SOURCE RECORDS section start

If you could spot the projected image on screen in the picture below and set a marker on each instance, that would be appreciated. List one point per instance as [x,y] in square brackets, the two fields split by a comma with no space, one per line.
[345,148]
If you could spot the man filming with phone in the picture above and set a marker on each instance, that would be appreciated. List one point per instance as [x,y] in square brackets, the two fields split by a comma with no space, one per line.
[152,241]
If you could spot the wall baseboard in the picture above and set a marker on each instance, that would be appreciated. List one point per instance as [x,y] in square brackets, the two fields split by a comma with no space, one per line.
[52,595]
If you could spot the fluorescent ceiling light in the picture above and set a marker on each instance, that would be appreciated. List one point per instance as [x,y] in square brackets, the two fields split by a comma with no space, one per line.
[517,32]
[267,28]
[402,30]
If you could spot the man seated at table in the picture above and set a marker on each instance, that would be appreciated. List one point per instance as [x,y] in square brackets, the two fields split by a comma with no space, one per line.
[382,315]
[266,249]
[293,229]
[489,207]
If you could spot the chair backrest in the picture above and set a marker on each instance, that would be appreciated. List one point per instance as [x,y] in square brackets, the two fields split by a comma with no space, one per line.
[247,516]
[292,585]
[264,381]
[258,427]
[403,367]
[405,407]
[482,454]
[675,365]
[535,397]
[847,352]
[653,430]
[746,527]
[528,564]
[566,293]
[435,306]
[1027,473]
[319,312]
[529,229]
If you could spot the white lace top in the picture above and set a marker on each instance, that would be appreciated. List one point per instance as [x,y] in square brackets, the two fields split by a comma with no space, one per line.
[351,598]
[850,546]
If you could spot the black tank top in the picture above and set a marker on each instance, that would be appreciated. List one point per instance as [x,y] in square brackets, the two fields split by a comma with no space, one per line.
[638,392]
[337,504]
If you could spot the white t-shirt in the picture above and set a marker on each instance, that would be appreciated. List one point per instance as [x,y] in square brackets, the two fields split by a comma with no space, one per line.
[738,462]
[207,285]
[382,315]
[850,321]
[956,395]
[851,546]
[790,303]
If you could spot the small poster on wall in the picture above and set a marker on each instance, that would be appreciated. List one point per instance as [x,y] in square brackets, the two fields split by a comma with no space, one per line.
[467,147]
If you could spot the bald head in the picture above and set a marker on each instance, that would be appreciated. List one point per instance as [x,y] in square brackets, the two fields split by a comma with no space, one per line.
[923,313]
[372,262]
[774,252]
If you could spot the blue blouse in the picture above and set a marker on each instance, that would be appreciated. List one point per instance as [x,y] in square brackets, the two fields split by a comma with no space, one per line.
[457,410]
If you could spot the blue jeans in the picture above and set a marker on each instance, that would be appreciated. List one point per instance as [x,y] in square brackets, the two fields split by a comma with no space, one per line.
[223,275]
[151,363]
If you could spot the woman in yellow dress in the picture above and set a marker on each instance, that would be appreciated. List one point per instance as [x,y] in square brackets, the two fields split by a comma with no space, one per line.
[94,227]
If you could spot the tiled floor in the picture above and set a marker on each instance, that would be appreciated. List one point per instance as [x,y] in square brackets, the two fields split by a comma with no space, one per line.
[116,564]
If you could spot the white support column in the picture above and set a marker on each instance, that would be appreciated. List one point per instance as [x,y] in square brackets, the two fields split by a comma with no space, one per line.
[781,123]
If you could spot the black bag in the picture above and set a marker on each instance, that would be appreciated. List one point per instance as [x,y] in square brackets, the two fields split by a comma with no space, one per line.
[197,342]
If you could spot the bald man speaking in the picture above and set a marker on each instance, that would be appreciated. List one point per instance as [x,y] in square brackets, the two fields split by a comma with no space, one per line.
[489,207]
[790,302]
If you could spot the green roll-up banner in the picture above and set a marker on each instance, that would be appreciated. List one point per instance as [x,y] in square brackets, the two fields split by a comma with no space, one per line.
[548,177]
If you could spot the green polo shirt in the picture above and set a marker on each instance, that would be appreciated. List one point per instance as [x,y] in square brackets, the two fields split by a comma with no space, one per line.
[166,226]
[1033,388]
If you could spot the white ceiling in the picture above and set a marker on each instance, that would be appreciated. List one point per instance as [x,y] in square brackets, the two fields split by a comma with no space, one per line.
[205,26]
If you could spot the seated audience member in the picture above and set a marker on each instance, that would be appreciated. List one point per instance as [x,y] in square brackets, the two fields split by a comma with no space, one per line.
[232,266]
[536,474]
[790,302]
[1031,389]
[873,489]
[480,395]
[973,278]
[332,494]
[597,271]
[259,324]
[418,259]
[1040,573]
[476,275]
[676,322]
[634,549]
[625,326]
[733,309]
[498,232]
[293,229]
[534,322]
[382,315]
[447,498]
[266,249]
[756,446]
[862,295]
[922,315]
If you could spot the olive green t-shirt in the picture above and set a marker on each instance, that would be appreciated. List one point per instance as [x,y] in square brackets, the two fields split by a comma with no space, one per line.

SOURCE RECORDS section end

- [ACTIVITY]: Repeat the material, keeping every word exactly as it is.

- [FINAL ANSWER]:
If you could spot the projected image on screen in the picture below and set a marker on each instance, that would be appreciated. List one point per instance as [x,y] in square brackets, the two fields split by a comma with no space, one per line.
[345,148]
If you could spot the man filming with phone in the picture above and set a marker on each instance, that would be appreciated. List one point per instance as [x,y] in square brackets, the two fields split by a comma with no space, one per line.
[152,241]
If you could spot the wall baseboard in the picture above and set a marker on each instance, that would be appreciated. List one point per instance as [x,y] in square brackets, the two fields split by a comma with no space, one per line.
[52,595]
If you could spot the fluorescent ceiling light in the picture above and set a marker on each instance, that would be appreciated. List one point per instance as [x,y] in square brackets, the two fields split by a comma with no space, one per line.
[517,32]
[267,28]
[402,30]
If you could spot the man seated at table in the picture above and set a marker on each instance, that would be appreciated. List one point per instance as [x,y] in square brackets, the two fields split by a comma with no space, one per line.
[382,315]
[266,249]
[293,229]
[489,207]
If you could spot the chair backrest in the picture above and set a marker on each instance, that would be appreciated. List one point per instance as [x,y] in square brackets, the two fields split by a comma with no space, one per line.
[247,516]
[292,585]
[264,381]
[258,427]
[403,367]
[405,407]
[482,454]
[675,365]
[535,397]
[847,352]
[653,430]
[746,527]
[528,564]
[566,293]
[435,306]
[1027,473]
[319,312]
[529,229]
If you could spot the white lace top in the picture above and set a marker on each instance, that would be appreciated. List one point per instance as [x,y] in square brackets, the two fields split by a comma with no space, one per line.
[351,598]
[850,546]
If you could spot the black tank top in the picture above and set a marker on each instance, that would be appreciated. List one point per instance as [x,y] in square brackets, the two fields split by a comma with no space, one per line.
[638,392]
[337,504]
If you could spot the white t-shirt in the picture above and set a marker on each instance, that would be appreciated. List one point per instance as [x,y] in square brackets, the two fields split by a comma with no space, one per line.
[738,462]
[207,285]
[382,315]
[850,321]
[956,395]
[851,546]
[790,303]
If you could spot the small poster on wall in the picture above and set a marker on each instance, that would be appreciated. List one point per instance as [x,y] in square brackets, the two fields split by a comma with no space, one per line.
[467,147]
If you could spot the bald head in the picture above and set a marker on each instance, that would be appreciated. List one point per instance as [x,y] in square brackets, the two fields split by a comma with no space, one per line.
[923,313]
[372,262]
[774,252]
If you could spot the blue blouse in the picture above and set a marker on each instance, that would be appreciated. List one point per instance as [x,y] in square brackets, the two fields split by a comma with no space, one per line.
[457,410]
If you could spot the blue jeans in the picture above and set a marker on each instance, that would be appreciated. List one point per instance as [x,y] in square brackets, the two fields split by a comma with no space, one per line.
[223,275]
[151,363]
If you could spot the woman in yellow dress in the picture above and set a marker on each instance, that would be appreciated. List one point per instance as [x,y] in square brackets, the two fields split by a comma with no space, one per line.
[94,227]
If you could spot the tiled floor in the picture above and set a marker on each instance, that would be appreciated. List one point per instance as [x,y] in square brackets, the two fields split by a comma with no space, one per line.
[116,564]
If you could spot the white support column in the picture above and set a marker on each instance, that would be appreciated. List one point per instance as [x,y] in square brackets, the two fields split by a comma with no space, one per line.
[781,123]
If you could spot the black bag in the picture above and set a marker on each instance, that would be appreciated. List one point per instance as [x,y] in square brackets, the two fields split by a comma with no space, one per line.
[197,342]
If you could spot the bald man speaking in the picture above and set a marker on each instance, that would be appreciated. List one point per instance as [x,y] in square brackets, the two fields split by a comma with no space, one per line.
[489,207]
[790,302]
If you could spot the green roll-up banner in the picture above and set a marker on each instance, that would be appreciated. List one point per instance as [x,y] in square brackets, the two fields split by a comma with no space, one per line.
[548,177]
If you could spot the green polo shirt in the picture above and set a marker on each instance, that would be appreciated. List one point per instance as [x,y] in square brackets, the two fields split by a comma with no space, one per line.
[166,226]
[1033,388]
If you could spot the white ceiling in the picture above and set a marker on each instance, that would be appreciated. List one point per instance as [x,y] in square brackets, the two fields split by a comma with no space, one per line.
[205,26]
If you could spot the seated audience member in the picture above and set a marker on each instance, that would be appreciated. List one point per instance as [x,y] in square brackets, the two fields split by a comma with no space, one per line.
[232,266]
[536,474]
[790,302]
[1031,389]
[873,489]
[480,395]
[973,278]
[332,494]
[597,271]
[259,324]
[418,259]
[1040,573]
[476,275]
[676,322]
[634,549]
[625,326]
[733,309]
[498,232]
[293,229]
[534,322]
[382,315]
[447,498]
[266,249]
[756,446]
[862,295]
[922,315]
If you could spot the olive green t-shirt in the picture above and set a marker on each instance, that would be appreciated. List one point per instance as [x,y] in square brackets, the two fields split by a comma with no space, one per line.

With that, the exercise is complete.